━━━ Data to examine
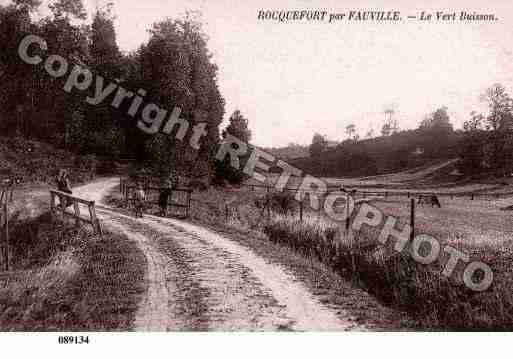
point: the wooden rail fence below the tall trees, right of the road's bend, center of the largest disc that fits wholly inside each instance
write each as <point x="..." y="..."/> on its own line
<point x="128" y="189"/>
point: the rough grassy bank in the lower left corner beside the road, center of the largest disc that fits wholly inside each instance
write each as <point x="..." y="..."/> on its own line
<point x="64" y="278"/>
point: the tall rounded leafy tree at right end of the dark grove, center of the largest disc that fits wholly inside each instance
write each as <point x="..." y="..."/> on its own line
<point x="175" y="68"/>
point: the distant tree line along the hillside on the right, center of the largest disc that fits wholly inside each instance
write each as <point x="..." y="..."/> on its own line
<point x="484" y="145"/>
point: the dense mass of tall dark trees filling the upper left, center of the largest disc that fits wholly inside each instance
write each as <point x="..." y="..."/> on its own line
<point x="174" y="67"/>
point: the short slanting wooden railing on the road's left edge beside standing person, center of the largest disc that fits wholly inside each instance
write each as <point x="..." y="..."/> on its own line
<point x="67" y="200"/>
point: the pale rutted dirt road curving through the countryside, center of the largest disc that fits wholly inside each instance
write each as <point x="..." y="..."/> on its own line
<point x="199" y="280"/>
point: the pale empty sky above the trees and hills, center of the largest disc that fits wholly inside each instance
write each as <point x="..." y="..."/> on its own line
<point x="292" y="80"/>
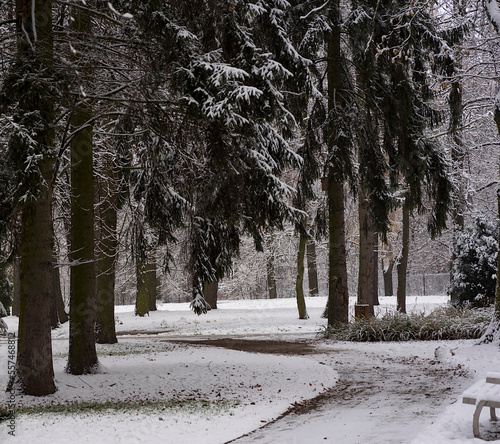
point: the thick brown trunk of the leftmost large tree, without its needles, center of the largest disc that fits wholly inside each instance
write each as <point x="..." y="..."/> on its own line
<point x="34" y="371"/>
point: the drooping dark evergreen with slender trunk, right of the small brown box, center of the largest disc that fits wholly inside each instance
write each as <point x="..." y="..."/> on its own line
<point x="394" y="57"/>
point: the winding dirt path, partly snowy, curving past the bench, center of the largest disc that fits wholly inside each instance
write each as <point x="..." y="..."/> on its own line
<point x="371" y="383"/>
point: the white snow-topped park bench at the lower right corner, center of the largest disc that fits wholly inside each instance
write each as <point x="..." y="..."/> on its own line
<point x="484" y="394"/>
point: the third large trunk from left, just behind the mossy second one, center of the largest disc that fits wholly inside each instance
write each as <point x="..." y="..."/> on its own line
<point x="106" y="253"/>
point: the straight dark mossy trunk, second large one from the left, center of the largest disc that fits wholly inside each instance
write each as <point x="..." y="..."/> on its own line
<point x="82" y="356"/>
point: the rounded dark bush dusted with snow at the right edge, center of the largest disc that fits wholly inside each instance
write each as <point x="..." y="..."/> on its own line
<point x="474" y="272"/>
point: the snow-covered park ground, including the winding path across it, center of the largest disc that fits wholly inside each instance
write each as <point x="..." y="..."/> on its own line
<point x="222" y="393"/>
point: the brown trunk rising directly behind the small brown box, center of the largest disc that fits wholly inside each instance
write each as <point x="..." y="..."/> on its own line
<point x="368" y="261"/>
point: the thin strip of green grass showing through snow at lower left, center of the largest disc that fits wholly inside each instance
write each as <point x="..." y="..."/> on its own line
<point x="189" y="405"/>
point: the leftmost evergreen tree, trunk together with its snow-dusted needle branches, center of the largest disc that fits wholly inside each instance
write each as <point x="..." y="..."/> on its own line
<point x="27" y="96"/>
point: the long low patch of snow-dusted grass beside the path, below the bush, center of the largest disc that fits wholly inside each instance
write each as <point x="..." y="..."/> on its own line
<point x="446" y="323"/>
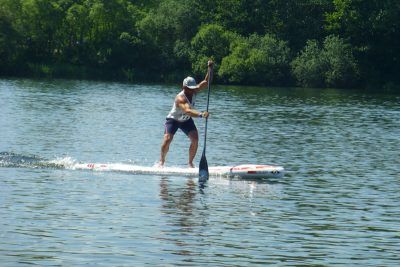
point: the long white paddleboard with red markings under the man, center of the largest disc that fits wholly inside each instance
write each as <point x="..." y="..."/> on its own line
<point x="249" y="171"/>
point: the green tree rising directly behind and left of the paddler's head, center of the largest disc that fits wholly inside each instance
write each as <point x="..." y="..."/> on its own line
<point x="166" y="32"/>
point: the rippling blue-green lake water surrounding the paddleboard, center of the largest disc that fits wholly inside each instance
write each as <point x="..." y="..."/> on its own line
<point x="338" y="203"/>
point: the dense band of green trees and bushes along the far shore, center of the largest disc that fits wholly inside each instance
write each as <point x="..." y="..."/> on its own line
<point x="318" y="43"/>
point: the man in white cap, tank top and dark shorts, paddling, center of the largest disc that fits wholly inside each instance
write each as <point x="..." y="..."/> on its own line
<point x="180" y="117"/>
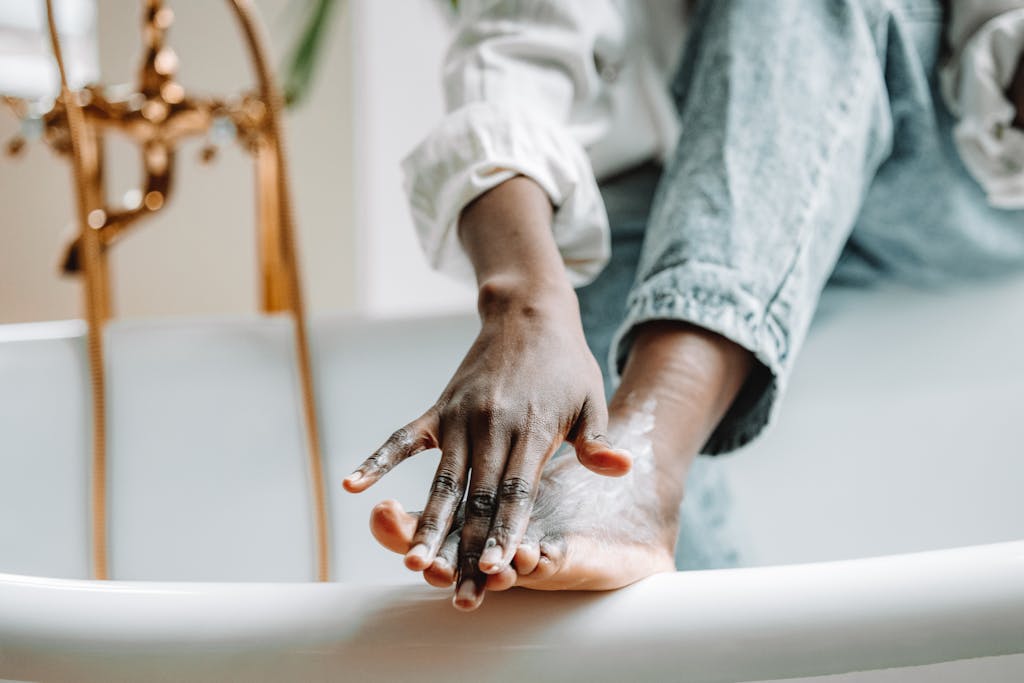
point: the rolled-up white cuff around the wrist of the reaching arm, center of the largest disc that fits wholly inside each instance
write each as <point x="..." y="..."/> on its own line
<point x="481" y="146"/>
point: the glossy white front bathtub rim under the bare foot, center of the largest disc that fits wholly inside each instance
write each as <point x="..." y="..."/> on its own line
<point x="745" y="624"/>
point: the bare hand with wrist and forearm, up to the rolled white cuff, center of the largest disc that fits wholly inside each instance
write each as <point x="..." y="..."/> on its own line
━━━━━━
● **Prompt**
From the first line to the last, retype the entries above exactly, minus the pictures.

● **Answer space**
point: the wooden rail fence below the tall trees, right of the road's bend, center of the largest disc that fits wholly inside each instance
write each as <point x="..." y="..."/> on its own line
<point x="128" y="189"/>
point: the rough grassy bank in the lower left corner beside the road, center of the largest disc that fits wholly inside each instance
write each as <point x="..." y="..."/> on its own line
<point x="64" y="278"/>
point: the tall rounded leafy tree at right end of the dark grove, center of the largest disc that fits wholly inside each instance
write each as <point x="..." y="..."/> on its own line
<point x="175" y="68"/>
point: the distant tree line along the hillside on the right, center of the largest disc that fits wholly inside each instance
write each as <point x="..." y="..."/> on its own line
<point x="484" y="145"/>
point: the dense mass of tall dark trees filling the upper left, center of the largest disc that fits wholly inside each instance
write each as <point x="..." y="..."/> on its own line
<point x="174" y="67"/>
point: the short slanting wooden railing on the road's left edge beside standing person, center of the largest disc that fits wholly inside each instance
write each as <point x="..." y="..."/> on its own line
<point x="67" y="200"/>
point: the pale rutted dirt road curving through the countryside, center of the largest disc that fits wholly inside each instance
write each as <point x="..." y="..."/> on its own line
<point x="199" y="280"/>
point: the pale empty sky above the trees and hills, center of the largest disc that fits wholly inside each instance
write each as <point x="..." y="..."/> on its own line
<point x="292" y="80"/>
point: the thick brown trunk of the leftmost large tree, without its needles, center of the largest disc that fits wholly inside each instance
write each as <point x="..." y="..."/> on its own line
<point x="34" y="371"/>
point: the drooping dark evergreen with slender trunk, right of the small brown box, center of the largest disc that fits wholly inside each instance
write each as <point x="..." y="..."/> on its own line
<point x="394" y="57"/>
point: the winding dirt path, partly snowy, curving past the bench, center of the largest disc that fits wholly inside each instance
write each as <point x="..." y="..."/> on its own line
<point x="371" y="383"/>
point: the white snow-topped park bench at the lower right corner, center of the largest disc that fits wholly inside each instance
write each as <point x="..." y="..."/> on its own line
<point x="484" y="394"/>
point: the third large trunk from left, just behind the mossy second one, center of the largest disc that fits wholly inside each instance
write each as <point x="..." y="..."/> on its own line
<point x="106" y="253"/>
point: the straight dark mossy trunk, second large one from the left, center of the largest disc that fits wholly inside each instance
write each as <point x="..." y="..."/> on its own line
<point x="82" y="356"/>
point: the rounded dark bush dusted with snow at the right edge, center of the largest disc that fits wholly inside each instance
write each as <point x="..." y="..."/> on its own line
<point x="474" y="272"/>
point: the snow-covered park ground, including the winding path across it, center of the largest disc that fits wholly inside each instance
write each as <point x="..." y="..."/> on its own line
<point x="222" y="393"/>
point: the brown trunk rising directly behind the small brown box, center of the largest disc that fits wholly inside each instance
write each as <point x="..." y="..."/> on its own line
<point x="368" y="261"/>
point: the thin strip of green grass showing through snow at lower left, center of the largest disc that fits wholly inside each instance
write each as <point x="..." y="..."/> on its own line
<point x="189" y="405"/>
point: the leftmost evergreen tree, trunk together with its snow-dusted needle branches, center of the largest disc that fits wholly inside each instance
write each as <point x="..." y="..."/> on its own line
<point x="27" y="96"/>
point: the long low patch of snow-dusted grass beside the path, below the bush, center of the largest disc that fits wholly inside each instance
write each as <point x="..." y="..."/> on its own line
<point x="446" y="323"/>
point: the long white paddleboard with red markings under the man, center of the largest disc that fits wholly inside each instance
write each as <point x="..." y="..."/> on its own line
<point x="249" y="171"/>
point: the green tree rising directly behind and left of the paddler's head, center of the largest disc that fits wholly inside each instance
write each as <point x="..." y="..."/> on its own line
<point x="166" y="32"/>
point: the rippling blue-green lake water surrounding the paddleboard, center of the largest disc that fits wholly inside each instance
write each as <point x="..." y="..."/> on its own line
<point x="338" y="203"/>
point: the dense band of green trees and bushes along the far shore, center of the largest disc that fits wholly inside each instance
write each as <point x="..." y="..."/> on its own line
<point x="318" y="43"/>
point: the man in white cap, tank top and dark shorts, paddling, center of the largest disc that fits wholly inside each instance
write each as <point x="..." y="..."/> on its own line
<point x="180" y="117"/>
point: the rolled-up white cuff around the wrist of the reaching arm, center of the largest disc that fits wholly inside each instance
write each as <point x="..." y="..."/> on its own line
<point x="481" y="146"/>
point: the glossy white front bathtub rim under the bare foot, center of the largest disc that fits wholly inside each instance
write each as <point x="..." y="..."/> on its own line
<point x="745" y="624"/>
point: the bare hand with wrist and forearm, up to the rolled white cuff, center of the largest disc that fits wholly inside each instance
write each as <point x="..." y="..."/> on its own line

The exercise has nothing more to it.